§ Problem:
Of the lines listed below, return exactly those that run from the line containing "Target: red plaid tablecloth" through the line containing "column 401, row 305", both included.

[Region pointing data]
◇ ◇ ◇ ◇ ◇ ◇ ◇
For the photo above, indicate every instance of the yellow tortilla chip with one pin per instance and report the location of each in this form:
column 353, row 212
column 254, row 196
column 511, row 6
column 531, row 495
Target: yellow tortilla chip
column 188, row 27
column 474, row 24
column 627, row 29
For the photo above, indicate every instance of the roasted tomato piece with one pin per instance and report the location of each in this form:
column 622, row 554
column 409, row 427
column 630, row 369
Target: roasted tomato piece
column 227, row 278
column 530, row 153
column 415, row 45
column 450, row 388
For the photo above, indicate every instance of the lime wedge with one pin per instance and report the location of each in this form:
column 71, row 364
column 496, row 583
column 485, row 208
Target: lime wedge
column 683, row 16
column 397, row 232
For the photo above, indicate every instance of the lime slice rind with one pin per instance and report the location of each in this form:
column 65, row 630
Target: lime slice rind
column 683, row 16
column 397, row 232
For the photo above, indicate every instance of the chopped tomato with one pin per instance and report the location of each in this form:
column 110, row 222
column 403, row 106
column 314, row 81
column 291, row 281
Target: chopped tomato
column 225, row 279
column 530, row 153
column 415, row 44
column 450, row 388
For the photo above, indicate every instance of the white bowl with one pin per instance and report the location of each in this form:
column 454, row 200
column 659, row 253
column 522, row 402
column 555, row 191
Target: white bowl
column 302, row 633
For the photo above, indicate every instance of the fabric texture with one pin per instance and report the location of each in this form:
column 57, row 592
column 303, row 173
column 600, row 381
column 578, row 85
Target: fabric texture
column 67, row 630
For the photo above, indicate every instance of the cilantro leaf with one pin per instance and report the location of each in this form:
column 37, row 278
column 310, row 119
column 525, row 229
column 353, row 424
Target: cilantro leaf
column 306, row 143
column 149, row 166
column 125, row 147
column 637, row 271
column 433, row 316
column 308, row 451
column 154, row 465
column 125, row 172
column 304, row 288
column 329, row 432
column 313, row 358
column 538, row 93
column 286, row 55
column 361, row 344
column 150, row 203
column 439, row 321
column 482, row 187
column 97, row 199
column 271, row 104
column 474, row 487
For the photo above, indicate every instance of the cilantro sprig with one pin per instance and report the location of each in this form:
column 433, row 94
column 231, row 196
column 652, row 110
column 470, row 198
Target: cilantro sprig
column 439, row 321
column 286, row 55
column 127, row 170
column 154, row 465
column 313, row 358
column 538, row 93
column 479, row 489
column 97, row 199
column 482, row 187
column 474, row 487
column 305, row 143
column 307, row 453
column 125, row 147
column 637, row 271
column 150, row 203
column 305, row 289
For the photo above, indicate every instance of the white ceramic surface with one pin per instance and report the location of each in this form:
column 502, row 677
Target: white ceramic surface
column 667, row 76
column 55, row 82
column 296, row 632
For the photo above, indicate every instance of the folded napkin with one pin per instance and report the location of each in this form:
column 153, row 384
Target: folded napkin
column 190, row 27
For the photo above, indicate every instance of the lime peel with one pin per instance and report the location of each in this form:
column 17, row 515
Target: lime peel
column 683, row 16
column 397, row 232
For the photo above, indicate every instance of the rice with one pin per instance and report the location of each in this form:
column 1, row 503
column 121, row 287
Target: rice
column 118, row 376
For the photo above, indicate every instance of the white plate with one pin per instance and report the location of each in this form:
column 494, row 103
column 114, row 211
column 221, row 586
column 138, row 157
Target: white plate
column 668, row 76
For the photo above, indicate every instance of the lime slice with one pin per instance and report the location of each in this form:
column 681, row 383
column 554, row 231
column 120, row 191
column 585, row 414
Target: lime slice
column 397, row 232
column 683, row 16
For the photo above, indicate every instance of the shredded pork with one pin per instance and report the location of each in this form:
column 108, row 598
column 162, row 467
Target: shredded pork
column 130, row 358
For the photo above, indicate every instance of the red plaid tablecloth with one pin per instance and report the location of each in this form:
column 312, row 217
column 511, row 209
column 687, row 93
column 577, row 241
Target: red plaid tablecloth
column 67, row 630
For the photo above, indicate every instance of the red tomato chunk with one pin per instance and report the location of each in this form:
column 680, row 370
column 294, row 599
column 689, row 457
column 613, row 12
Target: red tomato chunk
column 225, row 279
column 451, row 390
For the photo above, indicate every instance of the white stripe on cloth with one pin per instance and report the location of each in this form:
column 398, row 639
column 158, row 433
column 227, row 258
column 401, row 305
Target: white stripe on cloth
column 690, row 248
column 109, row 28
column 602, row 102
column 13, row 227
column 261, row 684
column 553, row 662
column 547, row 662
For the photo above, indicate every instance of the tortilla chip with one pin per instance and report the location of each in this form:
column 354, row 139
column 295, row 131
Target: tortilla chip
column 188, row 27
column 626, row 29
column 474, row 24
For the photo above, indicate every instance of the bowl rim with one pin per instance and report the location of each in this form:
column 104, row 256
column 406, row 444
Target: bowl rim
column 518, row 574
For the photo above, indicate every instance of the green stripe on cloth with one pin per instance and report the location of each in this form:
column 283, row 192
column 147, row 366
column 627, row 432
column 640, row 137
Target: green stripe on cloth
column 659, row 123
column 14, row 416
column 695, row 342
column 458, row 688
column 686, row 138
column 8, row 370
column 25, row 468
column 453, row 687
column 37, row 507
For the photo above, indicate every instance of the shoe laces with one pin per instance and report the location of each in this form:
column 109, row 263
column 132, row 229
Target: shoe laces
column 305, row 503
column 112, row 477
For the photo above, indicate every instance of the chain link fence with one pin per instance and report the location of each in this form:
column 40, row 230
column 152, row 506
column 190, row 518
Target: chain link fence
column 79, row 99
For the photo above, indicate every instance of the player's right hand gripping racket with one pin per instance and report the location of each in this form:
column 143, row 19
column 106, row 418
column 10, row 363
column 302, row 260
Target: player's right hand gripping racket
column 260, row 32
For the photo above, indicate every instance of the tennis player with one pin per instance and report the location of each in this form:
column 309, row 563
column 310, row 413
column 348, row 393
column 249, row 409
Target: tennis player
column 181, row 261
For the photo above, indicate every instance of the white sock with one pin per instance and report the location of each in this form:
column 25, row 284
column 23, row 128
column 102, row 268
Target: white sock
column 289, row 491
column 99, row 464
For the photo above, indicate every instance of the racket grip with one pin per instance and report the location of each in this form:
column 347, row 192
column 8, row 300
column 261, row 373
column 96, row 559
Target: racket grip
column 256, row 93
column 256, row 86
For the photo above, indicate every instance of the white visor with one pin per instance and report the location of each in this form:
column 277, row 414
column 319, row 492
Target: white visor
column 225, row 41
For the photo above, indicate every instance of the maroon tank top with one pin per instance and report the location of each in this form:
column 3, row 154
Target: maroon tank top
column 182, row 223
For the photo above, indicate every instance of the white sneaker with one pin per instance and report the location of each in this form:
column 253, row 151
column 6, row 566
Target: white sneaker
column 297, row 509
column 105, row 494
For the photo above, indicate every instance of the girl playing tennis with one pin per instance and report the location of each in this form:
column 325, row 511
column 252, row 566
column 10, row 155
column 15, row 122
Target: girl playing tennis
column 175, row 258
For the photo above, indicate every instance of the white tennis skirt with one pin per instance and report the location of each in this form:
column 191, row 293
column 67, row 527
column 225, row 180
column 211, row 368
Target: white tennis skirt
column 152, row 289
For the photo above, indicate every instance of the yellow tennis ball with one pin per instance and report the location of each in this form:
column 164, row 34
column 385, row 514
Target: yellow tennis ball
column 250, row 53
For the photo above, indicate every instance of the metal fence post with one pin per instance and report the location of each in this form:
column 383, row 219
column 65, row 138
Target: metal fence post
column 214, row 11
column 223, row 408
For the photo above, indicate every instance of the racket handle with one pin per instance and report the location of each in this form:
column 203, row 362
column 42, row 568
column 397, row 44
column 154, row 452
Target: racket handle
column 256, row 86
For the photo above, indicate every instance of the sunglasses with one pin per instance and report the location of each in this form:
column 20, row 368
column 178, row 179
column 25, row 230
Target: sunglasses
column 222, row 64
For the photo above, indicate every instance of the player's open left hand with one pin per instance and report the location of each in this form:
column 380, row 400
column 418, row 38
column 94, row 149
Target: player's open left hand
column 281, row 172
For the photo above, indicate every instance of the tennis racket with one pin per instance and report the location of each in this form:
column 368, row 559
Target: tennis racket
◇ ◇ ◇ ◇ ◇ ◇ ◇
§ Completed task:
Target: red plaid tablecloth
column 67, row 630
For the photo above, indicate every instance of the red tomato chunk with one pin per instance and report the location of each in this form:
column 680, row 370
column 294, row 599
column 689, row 457
column 613, row 12
Target: red tomato chunk
column 225, row 279
column 451, row 390
For the photo above, indicate every instance of the white stripe on cloth with one pin per instance and report the location of each in this form:
column 398, row 639
column 158, row 433
column 227, row 258
column 401, row 305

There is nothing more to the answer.